[WORK INSTRUCTIONS]:
Your answer must be an exact copy of the data, without any pictures.
+++
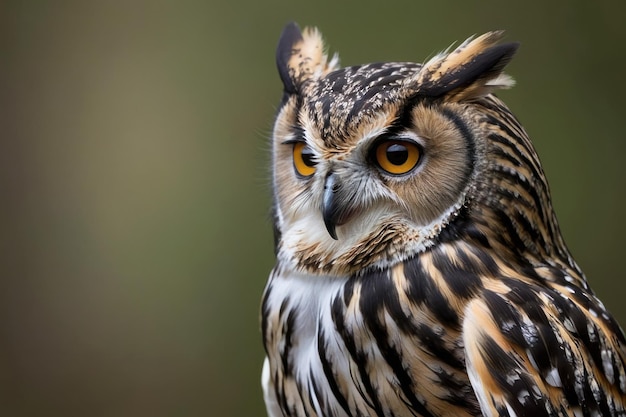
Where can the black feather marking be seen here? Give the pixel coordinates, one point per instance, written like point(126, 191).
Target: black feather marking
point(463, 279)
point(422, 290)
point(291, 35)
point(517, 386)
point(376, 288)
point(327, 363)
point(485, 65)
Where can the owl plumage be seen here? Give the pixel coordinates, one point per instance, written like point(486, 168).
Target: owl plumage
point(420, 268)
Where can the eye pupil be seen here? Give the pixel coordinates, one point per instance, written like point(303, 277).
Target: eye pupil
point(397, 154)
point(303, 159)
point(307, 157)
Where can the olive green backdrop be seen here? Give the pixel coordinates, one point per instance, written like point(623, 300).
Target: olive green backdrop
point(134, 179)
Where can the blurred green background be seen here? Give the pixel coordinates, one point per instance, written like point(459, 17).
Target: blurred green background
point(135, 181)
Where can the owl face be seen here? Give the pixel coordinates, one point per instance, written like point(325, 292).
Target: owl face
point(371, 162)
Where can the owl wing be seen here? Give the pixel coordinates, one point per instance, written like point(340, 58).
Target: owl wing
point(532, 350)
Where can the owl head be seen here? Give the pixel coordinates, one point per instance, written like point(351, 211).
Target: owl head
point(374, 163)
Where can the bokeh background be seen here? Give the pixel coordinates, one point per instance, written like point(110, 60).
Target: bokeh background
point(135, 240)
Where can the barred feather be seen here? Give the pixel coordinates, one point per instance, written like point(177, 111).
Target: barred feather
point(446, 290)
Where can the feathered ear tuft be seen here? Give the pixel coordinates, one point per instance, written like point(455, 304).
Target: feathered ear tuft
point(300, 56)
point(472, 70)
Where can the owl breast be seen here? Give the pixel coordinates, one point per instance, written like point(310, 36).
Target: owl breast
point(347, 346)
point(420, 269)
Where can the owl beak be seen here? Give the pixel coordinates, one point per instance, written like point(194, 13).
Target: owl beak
+++
[WRITTEN SOLUTION]:
Where can the black feather marking be seen here? Give the pixel coordinates, one point per instance, written like point(126, 191).
Target: black feather marking
point(463, 279)
point(422, 290)
point(291, 35)
point(517, 386)
point(376, 288)
point(327, 363)
point(485, 65)
Where can the owl plumage be seen here? Give the pixel coordinates, one point per instance, written like point(486, 168).
Target: owl plumage
point(420, 268)
Where can the eye pupil be seen here? Give the pixel coordinates, one point per instance, written like point(303, 277).
Target: eye pupil
point(397, 154)
point(303, 159)
point(307, 157)
Where can the olive green backdrop be seen here? Give the pixel coordinates, one point per instance, written like point(623, 300).
Target: olive green backdrop
point(134, 179)
Where can the blurred green background be seen here? Give the pixel coordinates, one point per instance, written like point(459, 17).
Target: blurred green background
point(135, 181)
Where can the owl face be seen here? Give the pixel coordinates, one point per instance, written like point(325, 292).
Target: owl face
point(371, 162)
Where can the owl wing be seen here? Give the pixel coordinates, one point per instance, written like point(340, 58).
Target: owl wing
point(532, 350)
Where can the owl head be seen here? Give the pixel coordinates, one point per instance, written like point(351, 211).
Target: owl head
point(374, 163)
Where can the bokeh background be seen here? Give the pixel coordinates, one point per instance, written like point(110, 60).
Target: bokeh background
point(135, 240)
Where can the barred feather be seen here? Give the pixel coordinates, one point per instance, written like point(177, 111).
Target: barred feather
point(446, 290)
Where can the feathered ear tuft be seen here? Give the pixel coordinates, one point per instance, written like point(455, 304).
Target: feathered ear tuft
point(300, 56)
point(472, 70)
Where can the owl breast be seen here? Give the pixel coordinates, one point per instance, written like point(310, 36).
Target: owl breast
point(347, 346)
point(420, 269)
Where can the owl beak be seen here? Give the pixel coordinates, one point per instance, written like point(194, 13).
Target: owl beak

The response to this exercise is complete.